### Stated exercise
Rescale the lines below: write them all out again, requests included, with each bounding-box coordinate in the answers multiplied by 1.9 and rounded to a whole number, halves rounding up. Leave the pictures out.

### Records shown
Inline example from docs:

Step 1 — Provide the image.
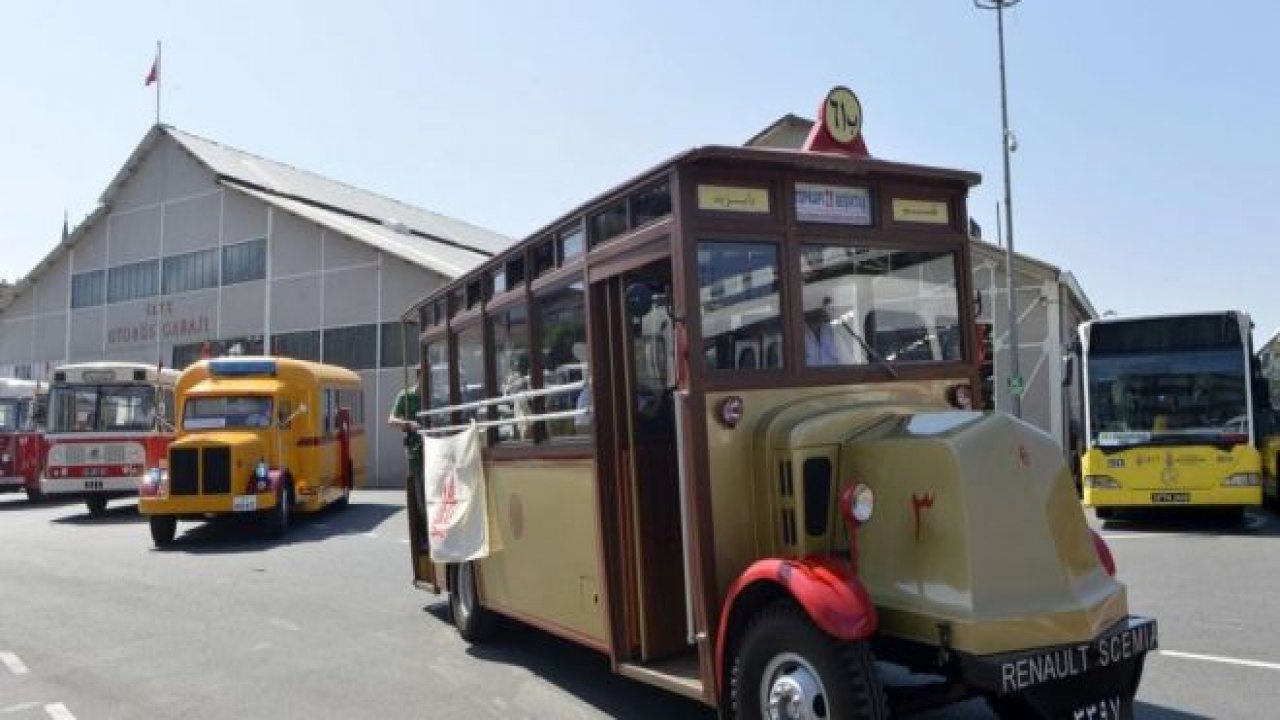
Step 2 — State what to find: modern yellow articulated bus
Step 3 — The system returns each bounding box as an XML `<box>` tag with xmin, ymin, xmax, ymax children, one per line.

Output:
<box><xmin>407</xmin><ymin>88</ymin><xmax>1157</xmax><ymax>719</ymax></box>
<box><xmin>138</xmin><ymin>357</ymin><xmax>366</xmax><ymax>546</ymax></box>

### Response to the exercise
Inline example from docs:

Step 1 — Provide the image.
Step 2 — State what to find: modern yellow articulated bus
Step 3 — The system returns each bounding box as an XML `<box>` tag with xmin, ymin, xmax, ymax children, one per line.

Output:
<box><xmin>773</xmin><ymin>167</ymin><xmax>2198</xmax><ymax>1366</ymax></box>
<box><xmin>262</xmin><ymin>678</ymin><xmax>695</xmax><ymax>1037</ymax></box>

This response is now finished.